Goal —
Write out every line again, starting at the first row and ending at the line that contains "[1063, 209]", both included. Multiply each x and y coordinate in the answer points by 1.1 and round to whole numbers, halves up, but leave the sample points after "like" as they are.

Data listing —
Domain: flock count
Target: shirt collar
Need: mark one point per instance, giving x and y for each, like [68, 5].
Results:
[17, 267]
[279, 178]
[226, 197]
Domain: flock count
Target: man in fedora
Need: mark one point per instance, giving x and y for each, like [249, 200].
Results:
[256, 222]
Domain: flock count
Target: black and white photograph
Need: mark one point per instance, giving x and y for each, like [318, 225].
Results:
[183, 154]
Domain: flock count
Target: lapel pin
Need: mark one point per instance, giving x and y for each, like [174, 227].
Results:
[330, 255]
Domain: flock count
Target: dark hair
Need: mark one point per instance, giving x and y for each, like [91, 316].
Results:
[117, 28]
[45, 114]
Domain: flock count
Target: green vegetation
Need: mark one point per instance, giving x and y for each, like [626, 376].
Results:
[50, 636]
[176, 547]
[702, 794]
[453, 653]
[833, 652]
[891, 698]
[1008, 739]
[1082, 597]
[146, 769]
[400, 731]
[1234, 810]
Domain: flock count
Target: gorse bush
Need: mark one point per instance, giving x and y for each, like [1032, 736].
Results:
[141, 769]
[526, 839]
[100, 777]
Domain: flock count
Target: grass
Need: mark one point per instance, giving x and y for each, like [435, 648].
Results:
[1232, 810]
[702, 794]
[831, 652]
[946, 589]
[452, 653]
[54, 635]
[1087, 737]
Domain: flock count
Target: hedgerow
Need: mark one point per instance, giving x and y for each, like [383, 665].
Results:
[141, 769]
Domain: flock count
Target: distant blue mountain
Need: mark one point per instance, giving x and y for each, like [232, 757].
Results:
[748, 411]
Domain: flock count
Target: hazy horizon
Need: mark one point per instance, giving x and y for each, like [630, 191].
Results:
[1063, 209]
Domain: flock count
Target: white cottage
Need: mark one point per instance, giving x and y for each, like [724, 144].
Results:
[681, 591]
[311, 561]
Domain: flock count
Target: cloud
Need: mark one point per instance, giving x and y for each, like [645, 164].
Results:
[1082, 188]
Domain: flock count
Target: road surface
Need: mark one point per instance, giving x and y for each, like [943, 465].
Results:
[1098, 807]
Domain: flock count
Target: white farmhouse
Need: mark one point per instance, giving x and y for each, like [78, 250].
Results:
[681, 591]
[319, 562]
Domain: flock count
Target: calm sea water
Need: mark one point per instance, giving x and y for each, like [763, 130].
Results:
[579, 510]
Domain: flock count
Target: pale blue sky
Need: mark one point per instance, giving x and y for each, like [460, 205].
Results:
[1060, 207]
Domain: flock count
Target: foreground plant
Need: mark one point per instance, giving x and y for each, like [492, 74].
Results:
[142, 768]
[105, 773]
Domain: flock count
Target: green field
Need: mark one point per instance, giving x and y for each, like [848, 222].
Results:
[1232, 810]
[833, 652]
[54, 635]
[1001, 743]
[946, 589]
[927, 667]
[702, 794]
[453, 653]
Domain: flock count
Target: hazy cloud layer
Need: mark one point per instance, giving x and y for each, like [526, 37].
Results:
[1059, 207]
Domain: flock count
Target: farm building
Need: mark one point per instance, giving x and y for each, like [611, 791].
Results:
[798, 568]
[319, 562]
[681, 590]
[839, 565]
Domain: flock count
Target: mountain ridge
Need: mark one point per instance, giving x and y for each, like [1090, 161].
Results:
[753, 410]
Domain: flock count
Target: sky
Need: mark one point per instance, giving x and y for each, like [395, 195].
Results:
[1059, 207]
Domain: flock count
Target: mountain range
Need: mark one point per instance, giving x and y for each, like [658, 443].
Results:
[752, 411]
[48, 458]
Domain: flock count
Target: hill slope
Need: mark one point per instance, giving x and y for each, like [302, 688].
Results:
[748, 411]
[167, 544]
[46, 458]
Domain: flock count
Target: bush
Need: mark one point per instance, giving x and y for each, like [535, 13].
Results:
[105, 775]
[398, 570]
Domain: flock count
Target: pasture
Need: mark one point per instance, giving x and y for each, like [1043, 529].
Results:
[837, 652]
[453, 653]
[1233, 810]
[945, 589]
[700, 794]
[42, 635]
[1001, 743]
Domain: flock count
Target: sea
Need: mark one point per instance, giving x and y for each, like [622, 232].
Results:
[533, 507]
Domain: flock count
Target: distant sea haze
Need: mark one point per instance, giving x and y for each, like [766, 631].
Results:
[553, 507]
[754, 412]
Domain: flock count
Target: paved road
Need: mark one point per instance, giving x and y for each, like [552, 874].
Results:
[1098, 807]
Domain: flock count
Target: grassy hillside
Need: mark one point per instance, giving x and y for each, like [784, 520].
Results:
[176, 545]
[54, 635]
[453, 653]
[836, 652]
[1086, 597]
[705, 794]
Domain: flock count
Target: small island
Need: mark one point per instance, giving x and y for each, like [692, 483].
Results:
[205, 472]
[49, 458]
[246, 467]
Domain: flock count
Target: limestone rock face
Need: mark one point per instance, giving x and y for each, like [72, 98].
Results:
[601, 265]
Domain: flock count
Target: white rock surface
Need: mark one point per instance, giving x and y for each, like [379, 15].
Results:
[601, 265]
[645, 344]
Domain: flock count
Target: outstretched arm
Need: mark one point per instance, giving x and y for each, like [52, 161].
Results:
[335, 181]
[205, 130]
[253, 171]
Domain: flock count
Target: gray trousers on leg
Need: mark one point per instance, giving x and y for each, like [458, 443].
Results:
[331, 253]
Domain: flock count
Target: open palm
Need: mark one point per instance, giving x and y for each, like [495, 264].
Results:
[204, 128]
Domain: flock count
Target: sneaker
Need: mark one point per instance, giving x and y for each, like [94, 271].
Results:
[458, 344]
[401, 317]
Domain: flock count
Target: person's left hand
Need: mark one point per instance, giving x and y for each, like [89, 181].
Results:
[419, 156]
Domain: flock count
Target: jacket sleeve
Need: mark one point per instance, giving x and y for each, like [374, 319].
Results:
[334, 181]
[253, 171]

Full answer —
Domain: flock count
Target: shirt collar
Need: mark one point per instance, giving x and y for each, like [68, 5].
Results:
[19, 294]
[307, 196]
[249, 217]
Domain: flock count
Target: man in fedora
Need: mark one point per instance, giving x and y for each, like [249, 200].
Results:
[282, 244]
Domain: flock count
Target: black and white photograph
Need: mark one point per instance, giving x and y for each, like [318, 225].
Results:
[201, 169]
Domain: flock count
Target: lapel pin
Need: mark one point per instance, giving x and y for each, like [174, 227].
Results:
[363, 281]
Domain: flock count
Target: dark hair
Need: mark one point per instance, giving x and y for each, like [91, 316].
Results:
[129, 31]
[50, 125]
Domain: flock count
Target: green vegetation
Need: mark one point per instance, giving x and y for each, like [626, 376].
Results:
[55, 700]
[194, 602]
[772, 873]
[498, 718]
[916, 717]
[980, 768]
[1109, 813]
[1190, 657]
[161, 846]
[440, 804]
[1357, 891]
Domain: flock count
Target: gorse bush
Need: mark one point per instance, giving x and y for each, like [1032, 736].
Results:
[155, 846]
[579, 923]
[110, 855]
Domain: flock count
Target: grass
Need: mark one point per instance, giving x and y for each, like [435, 648].
Results:
[1355, 891]
[772, 873]
[914, 717]
[1041, 648]
[497, 718]
[59, 699]
[1196, 811]
Domain: flock count
Target: hedgerow
Need: mark one point per instance, giving x and y for each, like [383, 665].
Results:
[155, 846]
Domain: flock count
Target: distant blue mountain
Need: mark one point per instance, giving x and y for each, like [232, 757].
Results:
[823, 452]
Domain: flock count
Target: hazy horizon
Need: mark one point per instance, giving x and y for each, like [630, 191].
Results:
[1169, 230]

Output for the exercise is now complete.